Extracted data »

--------------------------------------------------

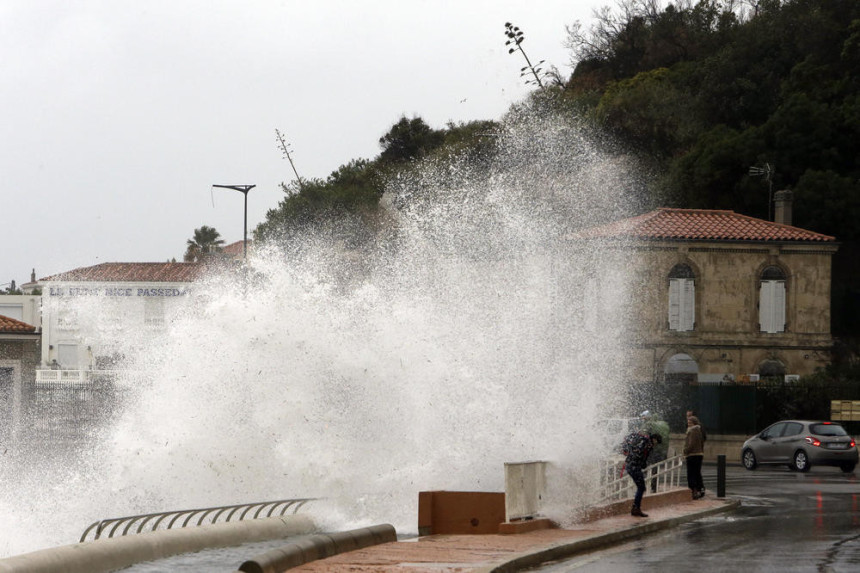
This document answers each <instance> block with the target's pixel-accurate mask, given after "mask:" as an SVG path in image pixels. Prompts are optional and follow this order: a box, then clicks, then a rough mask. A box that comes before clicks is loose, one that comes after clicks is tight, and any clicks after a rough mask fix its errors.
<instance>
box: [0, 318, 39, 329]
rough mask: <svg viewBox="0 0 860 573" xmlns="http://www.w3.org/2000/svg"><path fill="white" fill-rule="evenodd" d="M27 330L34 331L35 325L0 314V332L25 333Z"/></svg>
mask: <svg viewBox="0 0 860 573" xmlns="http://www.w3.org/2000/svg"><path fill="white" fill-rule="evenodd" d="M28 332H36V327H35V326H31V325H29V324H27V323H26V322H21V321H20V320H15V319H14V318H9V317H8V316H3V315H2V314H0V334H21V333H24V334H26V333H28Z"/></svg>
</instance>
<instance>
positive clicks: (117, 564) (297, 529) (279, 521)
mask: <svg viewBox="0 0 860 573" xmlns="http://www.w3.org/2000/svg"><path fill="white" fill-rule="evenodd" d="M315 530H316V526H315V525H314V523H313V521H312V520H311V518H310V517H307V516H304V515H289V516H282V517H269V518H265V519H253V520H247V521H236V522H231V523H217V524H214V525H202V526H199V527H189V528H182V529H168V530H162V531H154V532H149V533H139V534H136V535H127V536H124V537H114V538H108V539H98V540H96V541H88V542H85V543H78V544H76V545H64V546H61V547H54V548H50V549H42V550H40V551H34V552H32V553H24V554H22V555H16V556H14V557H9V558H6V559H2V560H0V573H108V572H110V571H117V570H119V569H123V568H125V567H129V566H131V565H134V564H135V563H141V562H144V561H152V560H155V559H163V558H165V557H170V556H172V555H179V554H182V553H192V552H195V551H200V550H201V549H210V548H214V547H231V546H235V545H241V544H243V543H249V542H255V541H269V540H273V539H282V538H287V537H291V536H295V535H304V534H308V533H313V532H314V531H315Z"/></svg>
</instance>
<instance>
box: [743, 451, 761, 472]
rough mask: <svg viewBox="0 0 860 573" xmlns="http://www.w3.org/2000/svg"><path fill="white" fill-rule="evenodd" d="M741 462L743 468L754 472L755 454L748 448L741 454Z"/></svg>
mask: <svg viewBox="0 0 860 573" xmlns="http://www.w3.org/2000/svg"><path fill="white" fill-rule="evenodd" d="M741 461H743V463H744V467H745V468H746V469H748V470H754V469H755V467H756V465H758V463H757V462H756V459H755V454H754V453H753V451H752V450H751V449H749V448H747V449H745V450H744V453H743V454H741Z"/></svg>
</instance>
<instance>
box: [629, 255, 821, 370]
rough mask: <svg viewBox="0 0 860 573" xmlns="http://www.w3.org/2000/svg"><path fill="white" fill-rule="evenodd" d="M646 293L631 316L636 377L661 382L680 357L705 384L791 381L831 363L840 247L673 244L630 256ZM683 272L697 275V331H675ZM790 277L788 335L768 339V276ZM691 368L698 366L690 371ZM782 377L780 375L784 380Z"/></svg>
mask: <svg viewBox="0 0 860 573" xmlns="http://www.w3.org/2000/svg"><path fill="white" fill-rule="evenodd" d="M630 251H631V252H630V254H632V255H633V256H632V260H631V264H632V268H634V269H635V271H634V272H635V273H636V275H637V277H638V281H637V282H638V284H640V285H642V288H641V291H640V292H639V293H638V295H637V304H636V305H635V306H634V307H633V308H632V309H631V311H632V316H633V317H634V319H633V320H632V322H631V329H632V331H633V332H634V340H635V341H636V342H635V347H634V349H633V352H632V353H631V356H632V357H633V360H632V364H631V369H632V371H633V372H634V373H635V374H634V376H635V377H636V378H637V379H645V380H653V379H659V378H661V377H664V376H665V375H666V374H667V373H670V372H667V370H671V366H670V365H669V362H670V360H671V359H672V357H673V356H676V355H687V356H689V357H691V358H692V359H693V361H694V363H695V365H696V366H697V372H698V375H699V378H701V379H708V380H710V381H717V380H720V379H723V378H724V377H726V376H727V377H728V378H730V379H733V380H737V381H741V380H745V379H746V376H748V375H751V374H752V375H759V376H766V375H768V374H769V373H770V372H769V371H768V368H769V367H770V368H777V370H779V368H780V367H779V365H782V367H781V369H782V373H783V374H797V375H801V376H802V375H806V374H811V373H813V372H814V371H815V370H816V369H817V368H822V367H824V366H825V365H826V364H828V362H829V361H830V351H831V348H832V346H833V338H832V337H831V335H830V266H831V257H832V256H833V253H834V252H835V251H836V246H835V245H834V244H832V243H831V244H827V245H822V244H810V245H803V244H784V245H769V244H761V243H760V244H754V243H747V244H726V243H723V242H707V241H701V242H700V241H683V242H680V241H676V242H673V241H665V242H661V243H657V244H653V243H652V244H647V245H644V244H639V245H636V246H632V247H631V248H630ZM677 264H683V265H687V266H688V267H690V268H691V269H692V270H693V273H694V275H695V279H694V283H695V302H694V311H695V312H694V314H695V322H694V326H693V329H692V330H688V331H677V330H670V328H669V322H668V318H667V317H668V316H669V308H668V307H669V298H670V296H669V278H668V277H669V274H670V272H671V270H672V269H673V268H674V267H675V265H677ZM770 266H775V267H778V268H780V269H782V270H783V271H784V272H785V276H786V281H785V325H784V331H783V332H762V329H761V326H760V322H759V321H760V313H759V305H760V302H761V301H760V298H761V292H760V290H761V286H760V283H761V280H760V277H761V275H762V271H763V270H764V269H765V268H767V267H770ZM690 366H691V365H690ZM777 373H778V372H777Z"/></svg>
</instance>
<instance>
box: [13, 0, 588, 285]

--------------------------------------------------

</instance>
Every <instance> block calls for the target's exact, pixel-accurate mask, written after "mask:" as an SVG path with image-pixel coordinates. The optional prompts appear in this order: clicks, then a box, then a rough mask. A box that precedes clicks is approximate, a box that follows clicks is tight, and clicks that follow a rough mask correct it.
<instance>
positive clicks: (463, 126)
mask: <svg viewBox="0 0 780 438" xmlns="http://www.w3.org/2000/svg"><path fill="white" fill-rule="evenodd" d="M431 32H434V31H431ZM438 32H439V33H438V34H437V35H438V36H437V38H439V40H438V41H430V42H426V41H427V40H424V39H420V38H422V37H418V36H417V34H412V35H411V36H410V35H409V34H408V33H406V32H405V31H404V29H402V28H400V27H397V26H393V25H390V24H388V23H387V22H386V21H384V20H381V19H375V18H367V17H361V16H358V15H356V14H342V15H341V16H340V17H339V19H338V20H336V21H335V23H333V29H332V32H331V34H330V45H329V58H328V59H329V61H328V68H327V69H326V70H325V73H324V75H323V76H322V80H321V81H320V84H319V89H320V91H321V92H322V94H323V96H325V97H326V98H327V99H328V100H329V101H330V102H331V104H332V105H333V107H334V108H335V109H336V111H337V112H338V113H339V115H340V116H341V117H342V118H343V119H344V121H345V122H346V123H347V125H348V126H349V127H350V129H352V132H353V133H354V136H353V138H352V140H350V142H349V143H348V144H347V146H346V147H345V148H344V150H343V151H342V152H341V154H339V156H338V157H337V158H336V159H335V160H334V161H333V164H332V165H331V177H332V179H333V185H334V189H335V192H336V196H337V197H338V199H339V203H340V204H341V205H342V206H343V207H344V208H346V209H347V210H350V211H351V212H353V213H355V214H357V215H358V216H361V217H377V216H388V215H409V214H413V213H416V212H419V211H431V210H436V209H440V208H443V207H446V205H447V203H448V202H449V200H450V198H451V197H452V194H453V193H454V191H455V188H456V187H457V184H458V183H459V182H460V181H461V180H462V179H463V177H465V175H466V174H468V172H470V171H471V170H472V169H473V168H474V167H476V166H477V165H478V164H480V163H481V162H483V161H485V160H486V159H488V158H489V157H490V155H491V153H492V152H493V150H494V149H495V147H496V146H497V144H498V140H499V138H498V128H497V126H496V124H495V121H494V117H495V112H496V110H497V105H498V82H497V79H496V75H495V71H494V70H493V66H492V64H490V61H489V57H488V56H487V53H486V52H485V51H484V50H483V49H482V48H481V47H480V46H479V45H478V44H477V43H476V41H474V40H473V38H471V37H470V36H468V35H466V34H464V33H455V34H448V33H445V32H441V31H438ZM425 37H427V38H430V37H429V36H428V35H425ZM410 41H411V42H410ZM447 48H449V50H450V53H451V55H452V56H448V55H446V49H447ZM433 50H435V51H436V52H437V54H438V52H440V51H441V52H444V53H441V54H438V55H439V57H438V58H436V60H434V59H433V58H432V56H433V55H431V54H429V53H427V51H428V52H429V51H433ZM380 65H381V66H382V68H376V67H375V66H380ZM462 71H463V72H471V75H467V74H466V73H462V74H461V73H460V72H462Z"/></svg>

--------------------------------------------------

Try it » Give the number of lines in the rows above that contain the string "positive", and nothing else.

Answer to this task » 2